### [WHAT TO DO]
Output every record below exactly as it appears.

[Start of DATA ENTRIES]

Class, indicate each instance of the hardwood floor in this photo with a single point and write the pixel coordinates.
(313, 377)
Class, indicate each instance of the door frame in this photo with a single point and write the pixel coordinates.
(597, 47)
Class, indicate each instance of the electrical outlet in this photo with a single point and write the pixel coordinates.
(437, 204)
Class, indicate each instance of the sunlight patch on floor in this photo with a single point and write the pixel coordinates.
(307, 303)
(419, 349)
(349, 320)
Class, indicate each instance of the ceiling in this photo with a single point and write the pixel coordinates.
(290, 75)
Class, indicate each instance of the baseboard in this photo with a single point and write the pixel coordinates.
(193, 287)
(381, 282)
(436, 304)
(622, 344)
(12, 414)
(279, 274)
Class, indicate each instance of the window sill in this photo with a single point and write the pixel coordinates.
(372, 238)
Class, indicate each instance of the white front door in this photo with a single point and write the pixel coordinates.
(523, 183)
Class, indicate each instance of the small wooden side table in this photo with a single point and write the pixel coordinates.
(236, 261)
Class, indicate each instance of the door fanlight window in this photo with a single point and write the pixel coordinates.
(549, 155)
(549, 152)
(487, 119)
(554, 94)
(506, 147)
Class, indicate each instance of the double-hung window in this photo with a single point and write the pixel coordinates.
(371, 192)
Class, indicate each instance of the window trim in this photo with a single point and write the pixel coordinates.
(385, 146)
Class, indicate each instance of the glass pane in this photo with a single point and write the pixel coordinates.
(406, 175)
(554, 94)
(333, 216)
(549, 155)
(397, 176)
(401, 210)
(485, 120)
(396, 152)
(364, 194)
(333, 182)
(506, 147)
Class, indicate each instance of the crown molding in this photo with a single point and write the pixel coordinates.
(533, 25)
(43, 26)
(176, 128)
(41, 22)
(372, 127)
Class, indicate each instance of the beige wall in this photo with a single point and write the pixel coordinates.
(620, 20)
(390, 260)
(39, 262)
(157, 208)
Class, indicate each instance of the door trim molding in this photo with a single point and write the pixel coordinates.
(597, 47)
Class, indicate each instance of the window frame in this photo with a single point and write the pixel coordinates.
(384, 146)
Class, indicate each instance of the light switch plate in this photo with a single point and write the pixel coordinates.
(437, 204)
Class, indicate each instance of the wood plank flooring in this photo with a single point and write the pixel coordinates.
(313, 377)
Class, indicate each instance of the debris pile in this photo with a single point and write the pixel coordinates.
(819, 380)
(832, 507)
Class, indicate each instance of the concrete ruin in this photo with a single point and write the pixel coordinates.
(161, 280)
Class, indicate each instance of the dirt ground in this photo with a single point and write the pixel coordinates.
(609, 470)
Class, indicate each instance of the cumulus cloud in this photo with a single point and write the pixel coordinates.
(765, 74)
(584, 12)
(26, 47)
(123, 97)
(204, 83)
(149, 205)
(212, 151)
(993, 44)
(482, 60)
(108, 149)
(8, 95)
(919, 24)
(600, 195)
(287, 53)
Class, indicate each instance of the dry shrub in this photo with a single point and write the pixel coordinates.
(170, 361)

[End of DATA ENTRIES]

### [SOLUTION TO THIS PROBLEM]
Class, indicate each instance of the hardwood floor in this photo with a single point and write the pixel coordinates.
(313, 377)
Class, indicate each instance of the door frame in this photo with a single point and write the pixel coordinates.
(597, 47)
Class, indicate each instance of the electrical outlet in this photo with a single point and write the pixel coordinates.
(437, 204)
Class, indicate each instance of the sunlight patch on floor in this photo with a single point and write the pixel coordinates.
(307, 303)
(419, 349)
(349, 320)
Class, indicate each instance of the ceiling in this photo with a single point and write the pixel coordinates.
(290, 75)
Class, indicate each instance of the baseboard in this photo with a single point and write the pixel coordinates.
(193, 287)
(381, 282)
(436, 304)
(622, 344)
(12, 414)
(279, 274)
Class, indicate each instance of the window sill in this photo with a single point and write the pixel coordinates.
(372, 238)
Class, indicate each instance of the white front door in this photo with a single point and write the pixel coordinates.
(523, 183)
Class, indicate each instance of the small wooden side table in this photo with a single point and write the pixel coordinates.
(236, 261)
Class, indicate each instance of the door fanlight window in this photo with a single point and write the pixel coordinates.
(549, 155)
(549, 152)
(487, 119)
(554, 94)
(506, 147)
Class, indicate each instance of the double-hung window in this photo with a single point and write the pixel coordinates.
(371, 192)
Class, indicate each instance of the window trim in this photo with a single point and write the pixel coordinates.
(385, 146)
Class, indicate each instance of the glass pane in this photo with a single point and write the pixel coordinates.
(406, 175)
(554, 94)
(333, 216)
(549, 155)
(397, 176)
(401, 210)
(485, 120)
(396, 152)
(364, 194)
(333, 182)
(506, 147)
Class, indicate each instance of the crown molding in this photo with a single point and write the pixel coordinates.
(533, 25)
(43, 26)
(176, 128)
(41, 22)
(372, 127)
Class, indicate each instance of the beige wall in this photo with a single point and write the pixel coordinates.
(620, 20)
(390, 260)
(39, 262)
(157, 208)
Class, indicate each instance of the door trim molding in this photo with a single point and write the pixel coordinates.
(597, 47)
Class, indicate each instance of the window frame in this photo with a single point and write the pixel coordinates.
(384, 146)
Class, indicate each instance of the light switch plate in this photo with a single point and write the pixel coordinates.
(437, 204)
Class, indicate each instance of the wood plank flooring in this photo with a single point and write the pixel coordinates.
(313, 377)
Class, indicate each instance of the debris pile in this photo with a single point and write the pixel coordinates.
(819, 380)
(832, 507)
Class, indicate each instance of the concrete ruin in this photo with a single point and write the pixel coordinates.
(161, 280)
Class, indicate each instance of the dirt ground in this photo with a single point and write the pixel coordinates.
(609, 470)
Class, indicate each instance of the cumulus cloud in this photo with a single point and write the pixel coordinates.
(765, 74)
(584, 12)
(26, 47)
(123, 97)
(204, 83)
(149, 205)
(212, 151)
(993, 44)
(482, 60)
(108, 149)
(8, 95)
(919, 24)
(600, 195)
(287, 53)
Class, indicate each instance of the dry shrub in this photo with a single point and write the pixel coordinates.
(170, 361)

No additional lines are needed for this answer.